Return every line in the data below that contains the word "bumper". Case counts.
++++++++++++++++++++
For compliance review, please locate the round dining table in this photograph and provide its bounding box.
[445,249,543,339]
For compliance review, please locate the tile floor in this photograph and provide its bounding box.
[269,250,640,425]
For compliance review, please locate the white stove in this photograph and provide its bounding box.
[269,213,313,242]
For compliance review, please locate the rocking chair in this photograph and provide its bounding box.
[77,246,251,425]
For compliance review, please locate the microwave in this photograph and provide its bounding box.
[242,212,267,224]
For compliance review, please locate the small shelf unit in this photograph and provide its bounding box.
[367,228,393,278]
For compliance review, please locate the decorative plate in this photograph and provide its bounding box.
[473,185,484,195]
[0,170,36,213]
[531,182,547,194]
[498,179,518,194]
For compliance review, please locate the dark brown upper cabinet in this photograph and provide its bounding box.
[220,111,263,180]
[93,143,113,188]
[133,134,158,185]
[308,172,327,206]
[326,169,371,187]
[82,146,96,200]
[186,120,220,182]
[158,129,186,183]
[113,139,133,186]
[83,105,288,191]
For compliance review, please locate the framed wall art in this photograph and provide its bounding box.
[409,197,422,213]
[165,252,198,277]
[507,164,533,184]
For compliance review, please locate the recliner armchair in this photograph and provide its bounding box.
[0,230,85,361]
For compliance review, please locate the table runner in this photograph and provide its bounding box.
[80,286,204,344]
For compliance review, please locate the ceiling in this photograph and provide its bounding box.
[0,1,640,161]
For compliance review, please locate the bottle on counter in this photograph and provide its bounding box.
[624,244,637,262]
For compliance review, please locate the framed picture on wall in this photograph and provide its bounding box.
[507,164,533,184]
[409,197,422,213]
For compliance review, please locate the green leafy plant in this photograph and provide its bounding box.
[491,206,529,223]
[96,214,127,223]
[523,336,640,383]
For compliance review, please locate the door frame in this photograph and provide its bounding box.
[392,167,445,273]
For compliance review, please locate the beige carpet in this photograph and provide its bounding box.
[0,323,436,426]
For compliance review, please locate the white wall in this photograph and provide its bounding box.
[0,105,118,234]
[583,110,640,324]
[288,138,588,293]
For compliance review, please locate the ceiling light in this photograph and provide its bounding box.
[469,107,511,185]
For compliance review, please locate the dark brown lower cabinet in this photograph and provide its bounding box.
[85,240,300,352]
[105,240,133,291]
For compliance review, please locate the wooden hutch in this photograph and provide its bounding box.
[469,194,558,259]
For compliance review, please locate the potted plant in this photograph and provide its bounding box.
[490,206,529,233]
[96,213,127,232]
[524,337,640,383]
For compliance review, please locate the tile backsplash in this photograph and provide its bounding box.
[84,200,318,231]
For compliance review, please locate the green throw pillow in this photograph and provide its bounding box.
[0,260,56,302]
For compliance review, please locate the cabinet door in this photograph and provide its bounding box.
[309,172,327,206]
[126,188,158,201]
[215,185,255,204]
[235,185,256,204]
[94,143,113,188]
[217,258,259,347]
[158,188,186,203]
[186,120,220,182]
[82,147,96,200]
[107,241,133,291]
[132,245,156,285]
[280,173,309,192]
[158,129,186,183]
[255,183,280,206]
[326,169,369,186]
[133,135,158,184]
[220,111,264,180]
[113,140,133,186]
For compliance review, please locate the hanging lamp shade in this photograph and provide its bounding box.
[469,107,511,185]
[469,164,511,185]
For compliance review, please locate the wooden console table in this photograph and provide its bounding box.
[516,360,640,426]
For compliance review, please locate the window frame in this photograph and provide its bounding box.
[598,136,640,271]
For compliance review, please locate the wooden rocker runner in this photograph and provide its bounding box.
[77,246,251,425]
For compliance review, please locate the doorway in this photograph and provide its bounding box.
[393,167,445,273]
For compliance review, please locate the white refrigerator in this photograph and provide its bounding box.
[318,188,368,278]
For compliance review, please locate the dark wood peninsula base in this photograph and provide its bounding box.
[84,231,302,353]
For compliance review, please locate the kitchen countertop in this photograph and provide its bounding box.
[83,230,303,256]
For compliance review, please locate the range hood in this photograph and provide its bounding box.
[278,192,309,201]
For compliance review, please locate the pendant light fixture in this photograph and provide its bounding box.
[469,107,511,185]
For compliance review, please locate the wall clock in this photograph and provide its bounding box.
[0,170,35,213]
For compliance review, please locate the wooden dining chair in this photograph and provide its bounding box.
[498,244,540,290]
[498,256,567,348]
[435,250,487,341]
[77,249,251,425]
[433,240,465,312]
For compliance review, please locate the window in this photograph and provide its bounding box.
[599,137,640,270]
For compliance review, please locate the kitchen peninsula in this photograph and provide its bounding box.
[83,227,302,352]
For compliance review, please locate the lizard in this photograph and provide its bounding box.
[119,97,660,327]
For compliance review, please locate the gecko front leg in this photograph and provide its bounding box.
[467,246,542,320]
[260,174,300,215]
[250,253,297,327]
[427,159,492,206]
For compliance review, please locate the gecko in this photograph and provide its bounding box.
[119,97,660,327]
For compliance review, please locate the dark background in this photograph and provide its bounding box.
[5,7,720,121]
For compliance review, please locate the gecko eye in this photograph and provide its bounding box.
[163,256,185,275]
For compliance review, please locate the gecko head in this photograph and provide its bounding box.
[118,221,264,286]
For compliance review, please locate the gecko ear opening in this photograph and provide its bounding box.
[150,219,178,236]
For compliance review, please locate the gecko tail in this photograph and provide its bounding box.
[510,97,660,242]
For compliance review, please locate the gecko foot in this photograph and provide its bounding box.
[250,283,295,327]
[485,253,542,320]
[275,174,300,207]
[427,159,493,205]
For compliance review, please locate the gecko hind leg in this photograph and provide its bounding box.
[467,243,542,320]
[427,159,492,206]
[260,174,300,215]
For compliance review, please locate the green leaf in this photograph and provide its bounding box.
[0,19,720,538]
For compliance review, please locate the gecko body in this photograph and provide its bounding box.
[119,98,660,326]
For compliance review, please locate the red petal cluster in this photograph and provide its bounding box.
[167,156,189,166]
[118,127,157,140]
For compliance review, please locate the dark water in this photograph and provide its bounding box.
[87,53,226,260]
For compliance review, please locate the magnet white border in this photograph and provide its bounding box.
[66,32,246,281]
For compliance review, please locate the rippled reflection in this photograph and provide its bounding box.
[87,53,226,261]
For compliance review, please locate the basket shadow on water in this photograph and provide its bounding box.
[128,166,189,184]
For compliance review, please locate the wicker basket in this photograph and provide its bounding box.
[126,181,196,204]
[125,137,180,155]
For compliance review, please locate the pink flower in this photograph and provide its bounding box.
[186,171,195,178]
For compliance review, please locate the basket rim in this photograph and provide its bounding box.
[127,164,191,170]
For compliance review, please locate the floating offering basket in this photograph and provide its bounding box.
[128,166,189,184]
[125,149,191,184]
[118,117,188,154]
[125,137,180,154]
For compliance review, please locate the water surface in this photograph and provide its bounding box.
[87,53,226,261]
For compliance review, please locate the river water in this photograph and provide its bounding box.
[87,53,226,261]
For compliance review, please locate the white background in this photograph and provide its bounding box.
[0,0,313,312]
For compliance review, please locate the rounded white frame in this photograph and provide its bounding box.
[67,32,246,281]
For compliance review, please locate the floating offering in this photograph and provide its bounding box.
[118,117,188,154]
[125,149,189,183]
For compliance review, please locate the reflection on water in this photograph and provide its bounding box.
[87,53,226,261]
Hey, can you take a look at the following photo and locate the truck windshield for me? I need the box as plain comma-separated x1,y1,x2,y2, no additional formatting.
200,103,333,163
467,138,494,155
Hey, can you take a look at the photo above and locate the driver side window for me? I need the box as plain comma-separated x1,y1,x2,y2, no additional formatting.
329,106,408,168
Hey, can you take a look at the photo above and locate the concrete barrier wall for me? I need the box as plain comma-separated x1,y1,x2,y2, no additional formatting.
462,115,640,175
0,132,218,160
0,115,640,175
++++++++++++++++++++
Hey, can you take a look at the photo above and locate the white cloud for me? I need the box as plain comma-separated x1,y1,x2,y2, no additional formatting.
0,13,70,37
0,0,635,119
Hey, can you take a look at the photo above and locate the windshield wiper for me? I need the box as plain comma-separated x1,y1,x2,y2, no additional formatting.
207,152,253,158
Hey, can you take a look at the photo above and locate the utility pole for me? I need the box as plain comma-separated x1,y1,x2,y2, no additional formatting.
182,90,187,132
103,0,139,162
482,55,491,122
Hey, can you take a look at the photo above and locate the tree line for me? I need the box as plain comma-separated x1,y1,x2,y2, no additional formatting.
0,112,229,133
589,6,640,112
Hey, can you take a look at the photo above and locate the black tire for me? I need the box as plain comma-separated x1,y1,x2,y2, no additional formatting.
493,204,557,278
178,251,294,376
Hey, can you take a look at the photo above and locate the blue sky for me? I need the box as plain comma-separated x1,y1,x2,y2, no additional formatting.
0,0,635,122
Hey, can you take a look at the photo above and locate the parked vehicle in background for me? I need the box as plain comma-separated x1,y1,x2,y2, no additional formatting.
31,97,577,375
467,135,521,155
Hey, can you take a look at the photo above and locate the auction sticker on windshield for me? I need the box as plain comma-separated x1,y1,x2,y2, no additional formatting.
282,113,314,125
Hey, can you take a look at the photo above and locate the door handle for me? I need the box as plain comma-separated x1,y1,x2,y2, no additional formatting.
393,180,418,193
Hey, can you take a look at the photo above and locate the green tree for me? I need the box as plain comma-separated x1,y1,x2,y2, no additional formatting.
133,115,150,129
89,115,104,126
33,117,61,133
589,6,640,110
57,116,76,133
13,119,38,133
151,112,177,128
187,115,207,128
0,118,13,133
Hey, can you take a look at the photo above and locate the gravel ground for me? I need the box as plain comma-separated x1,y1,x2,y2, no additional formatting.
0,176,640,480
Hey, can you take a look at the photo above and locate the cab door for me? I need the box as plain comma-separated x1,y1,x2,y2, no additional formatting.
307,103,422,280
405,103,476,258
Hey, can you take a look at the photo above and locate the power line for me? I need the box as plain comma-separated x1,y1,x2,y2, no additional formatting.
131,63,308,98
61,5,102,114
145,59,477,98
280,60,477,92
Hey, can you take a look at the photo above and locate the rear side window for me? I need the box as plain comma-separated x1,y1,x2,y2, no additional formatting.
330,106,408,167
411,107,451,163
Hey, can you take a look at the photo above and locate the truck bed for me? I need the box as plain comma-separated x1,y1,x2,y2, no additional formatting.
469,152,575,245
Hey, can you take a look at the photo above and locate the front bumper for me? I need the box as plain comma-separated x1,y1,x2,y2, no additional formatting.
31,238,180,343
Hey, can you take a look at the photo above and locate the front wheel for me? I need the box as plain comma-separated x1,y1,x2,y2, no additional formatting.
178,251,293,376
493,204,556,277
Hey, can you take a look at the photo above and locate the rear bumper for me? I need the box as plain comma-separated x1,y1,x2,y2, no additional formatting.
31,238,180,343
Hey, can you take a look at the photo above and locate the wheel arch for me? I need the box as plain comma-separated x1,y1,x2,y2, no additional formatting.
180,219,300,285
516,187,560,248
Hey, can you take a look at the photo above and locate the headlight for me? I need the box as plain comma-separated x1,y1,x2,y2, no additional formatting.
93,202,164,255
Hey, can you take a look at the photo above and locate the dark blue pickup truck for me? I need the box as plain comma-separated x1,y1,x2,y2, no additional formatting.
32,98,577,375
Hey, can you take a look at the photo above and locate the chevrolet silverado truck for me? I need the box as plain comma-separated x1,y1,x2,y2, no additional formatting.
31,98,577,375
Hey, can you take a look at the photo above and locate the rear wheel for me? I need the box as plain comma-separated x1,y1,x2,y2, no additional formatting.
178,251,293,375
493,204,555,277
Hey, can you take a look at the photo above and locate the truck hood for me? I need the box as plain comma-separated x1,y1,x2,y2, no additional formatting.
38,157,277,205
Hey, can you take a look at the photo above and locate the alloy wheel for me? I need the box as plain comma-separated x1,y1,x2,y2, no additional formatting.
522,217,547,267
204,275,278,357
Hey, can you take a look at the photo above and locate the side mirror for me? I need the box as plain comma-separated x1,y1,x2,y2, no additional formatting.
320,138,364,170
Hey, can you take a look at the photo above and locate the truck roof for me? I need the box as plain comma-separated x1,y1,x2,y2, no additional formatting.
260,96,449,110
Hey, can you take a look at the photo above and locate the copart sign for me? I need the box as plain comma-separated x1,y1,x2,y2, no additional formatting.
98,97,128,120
++++++++++++++++++++
EXERCISE SOLUTION ▸
Hey, can you take a look at the photo above and locate the front bumper for me? I need the box as plain comma-separated x1,y1,x2,y2, no additional formatting.
Hey, can you take a look at the photo above and locate the rear bumper for me? I need the box as plain comma-separated x1,y1,x2,y2, no additional formatting.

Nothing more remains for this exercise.